:: Supplied data ::
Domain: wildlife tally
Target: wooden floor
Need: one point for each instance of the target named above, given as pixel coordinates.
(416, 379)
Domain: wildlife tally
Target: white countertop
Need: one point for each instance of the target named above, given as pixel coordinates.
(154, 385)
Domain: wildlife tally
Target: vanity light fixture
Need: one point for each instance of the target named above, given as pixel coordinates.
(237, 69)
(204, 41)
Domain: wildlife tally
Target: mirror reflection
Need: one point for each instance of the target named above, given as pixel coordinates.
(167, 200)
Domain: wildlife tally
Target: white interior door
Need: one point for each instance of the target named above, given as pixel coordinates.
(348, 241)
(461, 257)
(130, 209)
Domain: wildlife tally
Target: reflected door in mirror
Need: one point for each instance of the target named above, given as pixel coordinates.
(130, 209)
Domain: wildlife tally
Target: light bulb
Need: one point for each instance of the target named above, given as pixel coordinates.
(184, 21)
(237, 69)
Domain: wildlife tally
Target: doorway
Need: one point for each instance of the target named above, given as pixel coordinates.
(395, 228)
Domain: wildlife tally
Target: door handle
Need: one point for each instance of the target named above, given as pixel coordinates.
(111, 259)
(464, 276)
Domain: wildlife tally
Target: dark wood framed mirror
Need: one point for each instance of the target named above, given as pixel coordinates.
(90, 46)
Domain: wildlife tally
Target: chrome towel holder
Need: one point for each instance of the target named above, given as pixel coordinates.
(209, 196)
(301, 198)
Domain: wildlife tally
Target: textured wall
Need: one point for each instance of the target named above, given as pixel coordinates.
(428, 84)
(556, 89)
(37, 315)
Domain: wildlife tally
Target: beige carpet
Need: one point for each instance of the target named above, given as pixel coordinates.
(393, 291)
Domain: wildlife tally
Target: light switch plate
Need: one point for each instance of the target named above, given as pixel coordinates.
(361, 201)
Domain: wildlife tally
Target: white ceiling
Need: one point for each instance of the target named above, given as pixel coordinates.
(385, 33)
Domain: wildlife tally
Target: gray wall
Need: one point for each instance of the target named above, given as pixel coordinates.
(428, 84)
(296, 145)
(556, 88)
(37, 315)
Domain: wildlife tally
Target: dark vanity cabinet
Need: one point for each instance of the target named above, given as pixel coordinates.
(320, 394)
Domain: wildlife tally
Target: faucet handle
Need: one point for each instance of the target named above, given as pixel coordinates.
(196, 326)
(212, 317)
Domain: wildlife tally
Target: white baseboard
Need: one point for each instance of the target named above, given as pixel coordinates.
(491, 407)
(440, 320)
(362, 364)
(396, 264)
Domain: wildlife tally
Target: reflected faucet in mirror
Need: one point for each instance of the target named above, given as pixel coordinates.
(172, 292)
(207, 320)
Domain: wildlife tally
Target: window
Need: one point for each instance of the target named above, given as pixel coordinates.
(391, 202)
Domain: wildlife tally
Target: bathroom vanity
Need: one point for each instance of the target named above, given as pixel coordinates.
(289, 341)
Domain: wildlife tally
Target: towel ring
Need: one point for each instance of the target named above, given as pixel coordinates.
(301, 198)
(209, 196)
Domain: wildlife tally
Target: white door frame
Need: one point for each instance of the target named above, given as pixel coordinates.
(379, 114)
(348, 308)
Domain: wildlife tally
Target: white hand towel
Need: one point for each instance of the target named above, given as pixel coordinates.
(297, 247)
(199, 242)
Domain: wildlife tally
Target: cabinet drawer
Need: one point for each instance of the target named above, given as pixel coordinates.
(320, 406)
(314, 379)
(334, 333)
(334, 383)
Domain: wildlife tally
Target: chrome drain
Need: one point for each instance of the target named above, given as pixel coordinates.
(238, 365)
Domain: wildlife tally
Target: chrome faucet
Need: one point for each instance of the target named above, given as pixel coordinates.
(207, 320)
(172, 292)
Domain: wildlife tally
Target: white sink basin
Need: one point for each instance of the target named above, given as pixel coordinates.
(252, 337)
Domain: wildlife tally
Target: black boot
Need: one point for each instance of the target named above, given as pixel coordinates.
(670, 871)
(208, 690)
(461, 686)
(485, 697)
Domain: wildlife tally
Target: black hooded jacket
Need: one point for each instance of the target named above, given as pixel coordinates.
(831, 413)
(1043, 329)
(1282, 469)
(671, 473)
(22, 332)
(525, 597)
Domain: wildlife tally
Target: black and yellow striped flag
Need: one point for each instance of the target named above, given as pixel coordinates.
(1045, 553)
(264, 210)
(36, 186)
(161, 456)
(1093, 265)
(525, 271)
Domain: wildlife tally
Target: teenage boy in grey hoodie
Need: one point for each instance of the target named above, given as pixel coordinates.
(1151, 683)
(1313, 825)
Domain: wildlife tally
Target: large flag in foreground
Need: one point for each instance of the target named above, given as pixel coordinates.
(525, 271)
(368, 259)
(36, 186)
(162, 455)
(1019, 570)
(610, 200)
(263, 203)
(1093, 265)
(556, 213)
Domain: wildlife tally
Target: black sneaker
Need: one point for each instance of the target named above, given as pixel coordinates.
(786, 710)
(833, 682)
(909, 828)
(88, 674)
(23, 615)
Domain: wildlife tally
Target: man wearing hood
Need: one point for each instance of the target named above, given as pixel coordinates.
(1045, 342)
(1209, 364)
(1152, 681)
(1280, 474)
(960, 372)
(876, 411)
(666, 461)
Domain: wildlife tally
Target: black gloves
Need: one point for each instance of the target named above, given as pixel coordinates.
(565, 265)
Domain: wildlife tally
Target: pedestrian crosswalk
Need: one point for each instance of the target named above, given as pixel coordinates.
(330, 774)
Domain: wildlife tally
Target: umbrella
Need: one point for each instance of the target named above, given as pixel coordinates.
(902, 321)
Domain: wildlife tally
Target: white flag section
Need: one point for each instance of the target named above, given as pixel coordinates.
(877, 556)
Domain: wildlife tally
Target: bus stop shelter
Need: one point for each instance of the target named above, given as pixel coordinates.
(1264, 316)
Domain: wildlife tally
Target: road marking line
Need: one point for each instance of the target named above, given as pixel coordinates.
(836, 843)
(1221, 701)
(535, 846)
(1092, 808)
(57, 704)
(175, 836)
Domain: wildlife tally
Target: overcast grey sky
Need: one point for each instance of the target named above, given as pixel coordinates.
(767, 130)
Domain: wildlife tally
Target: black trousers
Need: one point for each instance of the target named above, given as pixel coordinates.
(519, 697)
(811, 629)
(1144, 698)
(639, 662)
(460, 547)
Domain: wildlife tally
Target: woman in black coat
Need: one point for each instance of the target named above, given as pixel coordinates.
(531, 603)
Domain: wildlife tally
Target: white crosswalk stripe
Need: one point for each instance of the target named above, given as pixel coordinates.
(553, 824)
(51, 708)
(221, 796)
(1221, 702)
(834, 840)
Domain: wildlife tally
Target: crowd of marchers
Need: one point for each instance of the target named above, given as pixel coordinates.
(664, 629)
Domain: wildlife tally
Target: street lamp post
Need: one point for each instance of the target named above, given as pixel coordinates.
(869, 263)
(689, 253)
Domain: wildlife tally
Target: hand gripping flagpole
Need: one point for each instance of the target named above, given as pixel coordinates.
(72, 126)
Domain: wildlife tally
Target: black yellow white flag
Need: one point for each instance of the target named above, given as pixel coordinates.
:::
** Assignment **
Transcribe every record above so that nothing differs from the original.

** Task result **
Domain: wildlife tally
Target: wooden floor
Need: one point for each instance of the target named above, given as pixel coordinates.
(416, 379)
Domain: wildlife tally
Target: white countertop
Need: one point for each instance of the target named above, given as pixel coordinates.
(154, 385)
Domain: wildlife tally
Target: vanity light fixture
Need: one point for each instance of the target named above, given as pixel coordinates.
(237, 69)
(204, 41)
Domain: wildlife tally
Target: mirror reflection
Need: one point for each instance of the target named above, given as pixel coordinates.
(167, 200)
Domain: wildlife tally
Target: white interior door
Need: one point for each instance of the target named above, given as pixel coordinates.
(348, 241)
(461, 257)
(130, 209)
Domain: wildlife tally
Target: reflected door in mirror
Need: one point for each instance of the target named above, given as pixel coordinates.
(130, 209)
Domain: wildlife tally
Target: light bulb
Need: one point for each instance of the target named above, given as pixel coordinates.
(184, 21)
(237, 69)
Domain: wildlife tally
Target: doorway
Need: one point for each instance of the target named above, given as pixel coordinates.
(395, 228)
Domain: wildlife tally
Target: door handle
Need: one point for each instance of the target named above, given as pixel coordinates.
(111, 259)
(464, 276)
Domain: wildlife tally
Target: dark wood framed mirror
Need: one point for each instance of the target named above, given as pixel coordinates.
(90, 46)
Domain: wildlife tally
Target: chrome towel holder
Need: one point for each instance of the target named above, given as pixel coordinates.
(209, 196)
(301, 198)
Domain: wildlife tally
Target: textured wall
Need: one point for each instance of the target named above, given as pixel coordinates.
(428, 84)
(556, 89)
(37, 315)
Domain: wildlife tally
Target: beige carpet
Need: one point for each instance of the target named above, given as pixel coordinates.
(393, 291)
Domain: wildlife tally
Target: light switch plate
Need: one point for each instance of the target named above, given as pixel coordinates.
(361, 201)
Domain: wildlife tally
Target: white ceiling
Need: one point for each instance of the target named above, given as pixel coordinates.
(385, 33)
Domain: wildlife tally
Target: gray wall
Need: one point for each instance of the target named above, given as pixel coordinates.
(428, 84)
(296, 145)
(556, 88)
(37, 315)
Domain: wildlife tally
Target: dark vanity cabinet
Need: one point for each instance of the target named above, given as pixel coordinates.
(320, 394)
Domain: wildlife tally
Target: faucet handle
Need: one point for each instance of the target named above, given as pixel coordinates.
(196, 326)
(212, 317)
Domain: wildlife tally
Target: white baseboard
Need: one point for each instance of the target named above, given as pixel coordinates.
(491, 407)
(440, 320)
(362, 364)
(396, 264)
Domain: wildlife tally
Target: reflected faucet in mirror
Need: one point for each instance of the target named above, given as pixel coordinates.
(172, 292)
(207, 320)
Domain: wildlife tally
Target: window
Need: one point for each instance of the target named above, given as pixel coordinates.
(391, 202)
Domain: wildlife tally
Target: bathroom vanity
Need: one point for each instance of the target named above, given as pixel coordinates.
(289, 341)
Domain: wildlife tally
Target: towel ring
Need: one point for each instance of the target named above, given as pixel coordinates.
(301, 198)
(209, 196)
Domain: wildlife tally
Target: white door frame
Need: one point for each instance of the target named above, given as pixel coordinates.
(379, 114)
(348, 308)
Domain: wildlife tally
Target: white hand towel
Need: one point for each instance of the target named above, given as pixel coordinates.
(297, 247)
(199, 242)
Domain: wildlife tally
Target: cabinet drawer
Need: one point for each instance of the target named above, given as pixel coordinates.
(320, 406)
(314, 379)
(334, 333)
(334, 383)
Domain: wildlife tally
Target: chrome drain
Need: one point for each instance of the target named above, given as pixel coordinates.
(238, 365)
Domain: wildlife tally
Target: chrome faucet
Need: one point for each instance of the target named above, given as pixel coordinates.
(207, 320)
(172, 292)
Domain: wildlife tally
Target: white sink basin
Need: one point for each instance of the target named above, given as pixel coordinates.
(252, 337)
Domain: wildlife tally
Target: black boot
Need: one point for each instance of the target named above, given as pixel coordinates.
(670, 871)
(208, 690)
(461, 686)
(485, 697)
Domain: wildlife tally
Target: black hooded jacket
Need: one point for each instance of the target named above, given as pixel coordinates.
(831, 413)
(1043, 329)
(1282, 469)
(671, 473)
(22, 332)
(525, 597)
Domain: wildlife tally
Target: black and yellow striped flag
Need: one point for each instance of the target named above, given as pixel coordinates.
(1045, 553)
(264, 210)
(36, 186)
(161, 456)
(1093, 265)
(525, 271)
Domain: wildlife tally
Target: teenage boy in grey hoodie
Need: one point for each instance of the target named above, given as pixel coordinates.
(1151, 683)
(1313, 825)
Domain: wildlife tally
Target: large flag in foreground
Need: one point for each instance of the target named above, given as pixel coordinates.
(525, 271)
(368, 259)
(36, 186)
(162, 455)
(1019, 570)
(610, 200)
(263, 203)
(1093, 265)
(556, 213)
Domain: wildlife tally
Target: black sneaker
Need: one point for each instance of the target named above, given as pixel coordinates.
(786, 710)
(833, 682)
(909, 828)
(88, 674)
(23, 615)
Domain: wildlife tally
Target: man wearing hood
Need: one point for each instance of the target named above, given as pixel coordinates.
(1045, 342)
(1209, 364)
(1152, 681)
(1280, 474)
(960, 372)
(876, 411)
(666, 461)
Domain: wildlife tally
Target: black gloves
Need: one point for each instance of the target named above, given as pixel coordinates.
(565, 265)
Domain: wildlife tally
Target: pedestrian crosswalk
Need: one point for each instance of the target named above, given as pixel coordinates.
(330, 774)
Domain: wildlife tally
Target: umbrella
Need: one point for each instance of the target named above, given as pixel coordinates.
(902, 321)
Domain: wildlife tally
Target: white flag section
Need: one point for each instance of the target named above, given as pixel coordinates.
(877, 556)
Domain: wildlife tally
Target: bus stop shelter
Need: one point for each instance of the target named above, given as pixel coordinates.
(1264, 316)
Domain: wildlife tally
Target: road marking line
Need: one point for each instance of the target named above, given as pixel coordinates.
(836, 843)
(1221, 701)
(535, 846)
(1092, 808)
(57, 704)
(175, 836)
Domain: wildlife tally
Target: overcast grey sky
Need: one point for each instance of the target named above, given as pixel coordinates.
(767, 130)
Domain: wildlife tally
Target: black trousers
Need: one point for each instance of the target named above, given as pixel coordinates.
(519, 697)
(811, 629)
(1144, 698)
(639, 662)
(460, 547)
Domain: wildlife tally
Target: woman in black coat
Need: one point for each instance of the target named above, given as pixel coordinates.
(531, 603)
Domain: wildlife tally
Target: white crosswalk stripe
Need: one point for each instance of the target named above, given as pixel coordinates.
(553, 824)
(51, 708)
(221, 796)
(1221, 702)
(834, 840)
Domain: wildlife tally
Target: crowd of marchers
Need: one point for each instance of the target named above, given as pixel coordinates.
(664, 629)
Domain: wildlife tally
Target: street lamp post
Need: one point for each instance of the target named above, given as pixel coordinates.
(869, 263)
(689, 253)
Domain: wildlife tally
Target: hand gripping flagpole
Need: one point for each instance of the target named above, given as pixel coordinates.
(72, 126)
Domain: wildlife tally
Target: black yellow white flag
Need: one point for each instance of the target named above, given as pixel coordinates.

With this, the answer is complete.